▶ [ACTIVITY LIST]
a – In the passage on HR after COVID-19, what has the work-from-home experiment shown?
b – What actions does the passage on HR after COVID-19 assign to HR professionals and HR leaders? List them all.
c – Copy the passage on HR after COVID-19 word for word from "The great COVID-19" up to and including "of work-employee agenda.".

▶ [EXCERPTED PASSAGE]
The great COVID-19 experiment of working from home has shown that most people can be trusted to do the right thing. So, HR professionals will need to champion and implement their full repertoire of tools to help facilitate an engaged and motivated workforce for a new era of working life. Greater levels of flexibility and approach to all aspects of people management will need to become the default position. HR will need to move from a ‘one size fits all’ approach to a new personalised level of staff engagement where the individual as opposed to the group need is satisfied. HR leaders will have a critical role in leading from the front and influencing their wider leadership colleagues on the benefits of a new type of work-employee agenda.
The winning organisations of the future will not just be those companies that seizethe opportunities to deconstruct and radically reshape their business models whilst at the same time exercising prudent and well-judged financial disciplines. The winning organisations of the future will need to radically transform their employee relationships and re-engage emotionally with their people as never before!

▶ [RECORDS PROVIDED]
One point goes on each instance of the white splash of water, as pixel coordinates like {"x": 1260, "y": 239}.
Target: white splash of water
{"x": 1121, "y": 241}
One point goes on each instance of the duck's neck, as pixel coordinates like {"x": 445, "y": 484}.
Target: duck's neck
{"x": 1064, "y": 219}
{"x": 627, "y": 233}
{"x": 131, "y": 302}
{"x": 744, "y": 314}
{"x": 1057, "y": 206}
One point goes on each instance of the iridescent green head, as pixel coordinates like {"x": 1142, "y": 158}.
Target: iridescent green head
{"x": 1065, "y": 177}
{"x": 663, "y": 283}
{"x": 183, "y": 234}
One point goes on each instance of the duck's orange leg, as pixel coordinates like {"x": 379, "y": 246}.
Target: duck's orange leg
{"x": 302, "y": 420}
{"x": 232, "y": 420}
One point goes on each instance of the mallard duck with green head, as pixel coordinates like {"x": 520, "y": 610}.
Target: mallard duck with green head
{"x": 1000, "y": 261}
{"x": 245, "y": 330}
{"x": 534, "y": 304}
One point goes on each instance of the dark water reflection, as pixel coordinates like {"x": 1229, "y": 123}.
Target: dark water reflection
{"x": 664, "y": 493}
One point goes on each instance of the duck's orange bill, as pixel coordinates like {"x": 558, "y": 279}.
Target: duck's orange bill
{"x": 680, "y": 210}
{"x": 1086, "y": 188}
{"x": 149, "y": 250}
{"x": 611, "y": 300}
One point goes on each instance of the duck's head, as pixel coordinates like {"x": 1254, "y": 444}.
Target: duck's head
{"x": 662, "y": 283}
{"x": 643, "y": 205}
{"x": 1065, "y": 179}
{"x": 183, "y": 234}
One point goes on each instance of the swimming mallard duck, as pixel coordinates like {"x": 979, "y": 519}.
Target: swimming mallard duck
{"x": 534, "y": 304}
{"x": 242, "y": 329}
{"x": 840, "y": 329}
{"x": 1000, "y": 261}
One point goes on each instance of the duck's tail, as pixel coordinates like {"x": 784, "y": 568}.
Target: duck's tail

▶ [EXERCISE ANSWERS]
a – That most people can be trusted to do the right thing.

b –
- Champion and implement their full repertoire of tools to help facilitate an engaged and motivated workforce
- Move from a ‘one size fits all’ approach to a new personalised level of staff engagement
- Lead from the front
- Influence their wider leadership colleagues on the benefits of a new type of work-employee agenda

c –
The great COVID-19 experiment of working from home has shown that most people can be trusted to do the right thing. So, HR professionals will need to champion and implement their full repertoire of tools to help facilitate an engaged and motivated workforce for a new era of working life. Greater levels of flexibility and approach to all aspects of people management will need to become the default position. HR will need to move from a ‘one size fits all’ approach to a new personalised level of staff engagement where the individual as opposed to the group need is satisfied. HR leaders will have a critical role in leading from the front and influencing their wider leadership colleagues on the benefits of a new type of work-employee agenda.